### EXCERPTED PASSAGE
★ ★ ★ ★ ★
Interesting topic of conversation over on the nasaspaceflight.com/forums came up about "what if Apollo had continued..." In part of the discussion, it came to replacing Saturn IB's "cluster's last stand" first stage powered by eight H-1 engines with "something else".

At one point the 260 inch monolithic SRM being developed and tested by Aerojet was proposed, but the thing was SO massively heavy it was going to require an ENTIRELY new integration and stacking design at KSC to make it work, and that wasn't in the cards. As it was, only the half-length motor was ever built and test fired before the project was canceled.

The subject came up about LIQUID replacements for the S-IB stage... interestingly enough they'd been proposed but of course never developed, due to the fact that, being a first stage, weight and ISP inefficiencies don't hurt performance anywhere NEAR as much as they do on upper stages, where weight and ISP is critical to performance. S-IB was actually somewhat of a weight savings over the earlier Saturn I first stage it replaced, though of course the basics of the design in using multiple tanks clustered together could NEVER be as efficient as a monolithic fuel tank and monolithic oxidizer tank, even separate bulkhead tanks like the Saturn V S-IC stage used. But, you have to save about 11 pounds of weight on the first stage to increase payload by 1 pound, unlike on upper stages where it's much closer to 1 pound weight saved equals 1 pound of extra payload (this is especially true of escape stages leaving earth for the moon or elsewhere). SO it was judged not worth the expense to develop a replacement.

Now, in an alternate universe, which the thread presupposed, where shuttle was deemed 'a bridge too far' and was rejected in 1972 instead of being approved and all Saturn hardware and capabilities ultimately scrapped, the opposite decision is taken to "build upon what we have" (much like the Russians did incidentally) and so a program was initiated to evolve Saturn into something more affordable and sustainable-- cheaper to build, cheaper to integrate, and cheaper to fly. Obviously in this paradigm, you have to streamline production and reduce programs where possible-- engine programs, stage programs, etc all soak up funds and make the overall program more expensive, so being able to eliminate the H-1 engine, and the S-IB first stage would have been highly desirable. Replicating it's performance and capabilities (and actually improving upon them) would have been nice side-benefits, especially if it could be done with the existing F-1/F-1A engines and structures similar to that in use on the S-IC Saturn V first stage, and using the existing S-IVB stage, which would surely have switched to the J-2S engine at that time.
★ ★ ★ ★ ★
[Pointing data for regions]
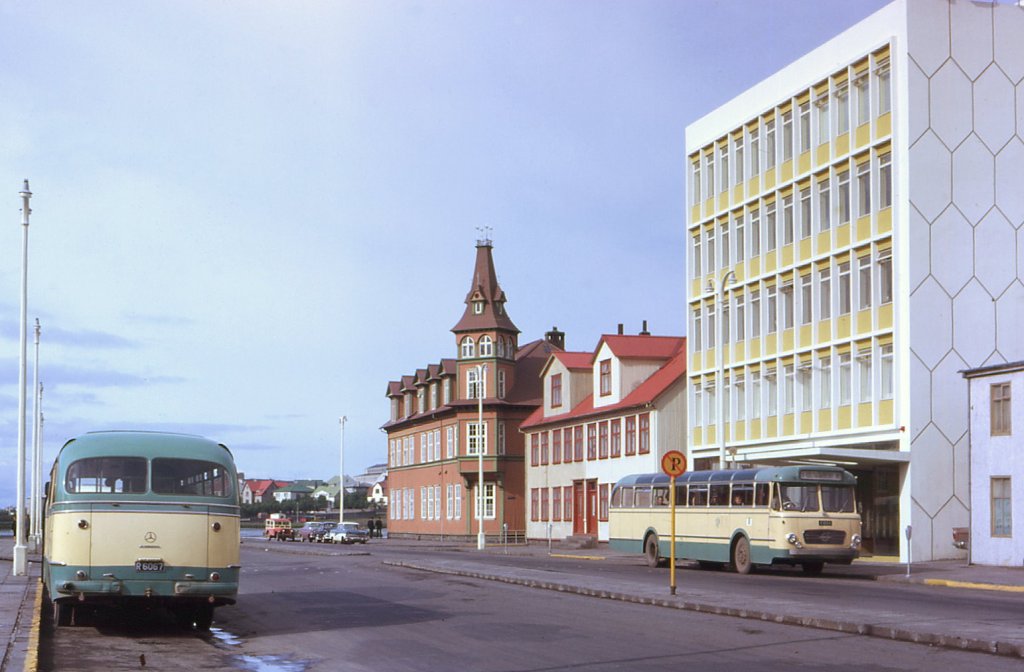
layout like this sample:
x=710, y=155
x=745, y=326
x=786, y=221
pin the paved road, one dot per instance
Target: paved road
x=349, y=611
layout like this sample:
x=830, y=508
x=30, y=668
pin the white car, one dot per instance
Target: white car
x=349, y=533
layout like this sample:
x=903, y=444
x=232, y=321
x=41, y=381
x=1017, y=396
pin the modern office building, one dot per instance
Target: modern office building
x=437, y=445
x=855, y=241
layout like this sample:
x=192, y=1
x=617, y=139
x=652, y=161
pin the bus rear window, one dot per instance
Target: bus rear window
★ ★ ★ ★ ★
### QUESTIONS TO ANSWER
**a)** Repeat the stretch of the Saturn IB passage from "Interesting topic of" through "project was canceled.".
**b)** Answer these questions from the Saturn IB passage:
(i) Which company developed and tested the 260 inch monolithic SRM?
(ii) About how many pounds of first-stage weight must be saved to add 1 pound of payload?
(iii) In the alternate universe, in what year was the shuttle rejected?
These records have no connection to the Saturn IB passage.

### SOLVED TASKS
**a)**
Interesting topic of conversation over on the nasaspaceflight.com/forums came up about "what if Apollo had continued..." In part of the discussion, it came to replacing Saturn IB's "cluster's last stand" first stage powered by eight H-1 engines with "something else".

At one point the 260 inch monolithic SRM being developed and tested by Aerojet was proposed, but the thing was SO massively heavy it was going to require an ENTIRELY new integration and stacking design at KSC to make it work, and that wasn't in the cards. As it was, only the half-length motor was ever built and test fired before the project was canceled.

**b)**
(i) Aerojet
(ii) About 11 pounds
(iii) 1972